**Material for this exercise**
-.-.-

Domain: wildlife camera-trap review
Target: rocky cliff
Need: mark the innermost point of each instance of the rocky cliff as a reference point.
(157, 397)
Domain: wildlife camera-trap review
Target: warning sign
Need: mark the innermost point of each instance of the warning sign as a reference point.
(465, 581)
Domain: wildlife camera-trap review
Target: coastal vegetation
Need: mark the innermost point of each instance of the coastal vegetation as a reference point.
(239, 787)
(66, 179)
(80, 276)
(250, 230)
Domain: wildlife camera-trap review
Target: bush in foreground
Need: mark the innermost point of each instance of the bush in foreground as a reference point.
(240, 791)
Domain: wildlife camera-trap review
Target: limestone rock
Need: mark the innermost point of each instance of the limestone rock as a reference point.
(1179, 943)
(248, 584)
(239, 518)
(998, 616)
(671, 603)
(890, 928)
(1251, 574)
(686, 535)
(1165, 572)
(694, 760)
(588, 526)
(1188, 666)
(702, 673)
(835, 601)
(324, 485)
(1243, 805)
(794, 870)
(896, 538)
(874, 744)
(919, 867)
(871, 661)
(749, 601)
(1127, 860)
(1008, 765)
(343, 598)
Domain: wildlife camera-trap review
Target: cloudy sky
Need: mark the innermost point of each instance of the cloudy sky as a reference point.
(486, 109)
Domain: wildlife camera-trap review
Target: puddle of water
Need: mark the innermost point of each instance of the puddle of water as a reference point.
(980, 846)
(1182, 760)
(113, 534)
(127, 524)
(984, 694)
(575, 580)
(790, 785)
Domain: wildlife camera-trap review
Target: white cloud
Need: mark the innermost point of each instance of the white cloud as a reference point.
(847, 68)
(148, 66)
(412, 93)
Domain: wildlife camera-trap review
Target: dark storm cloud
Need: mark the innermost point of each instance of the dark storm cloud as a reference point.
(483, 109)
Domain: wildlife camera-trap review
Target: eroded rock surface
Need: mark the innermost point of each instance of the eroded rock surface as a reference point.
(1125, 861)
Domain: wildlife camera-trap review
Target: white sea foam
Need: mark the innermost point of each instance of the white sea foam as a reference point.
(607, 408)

-.-.-

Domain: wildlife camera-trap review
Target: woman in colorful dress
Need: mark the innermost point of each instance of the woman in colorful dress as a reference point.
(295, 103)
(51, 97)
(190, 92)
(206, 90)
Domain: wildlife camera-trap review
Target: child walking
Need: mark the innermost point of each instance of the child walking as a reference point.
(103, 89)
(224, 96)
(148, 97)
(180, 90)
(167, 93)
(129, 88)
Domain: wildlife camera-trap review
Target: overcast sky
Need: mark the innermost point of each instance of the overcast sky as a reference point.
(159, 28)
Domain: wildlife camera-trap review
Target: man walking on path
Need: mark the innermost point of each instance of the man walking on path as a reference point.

-.-.-

**What you will do**
Copy out every line from the entries above that contains the word "limestone".

**Exercise output**
Target: limestone rock
Need: mark the innermost point of each instance of the limestone rock as a reference point.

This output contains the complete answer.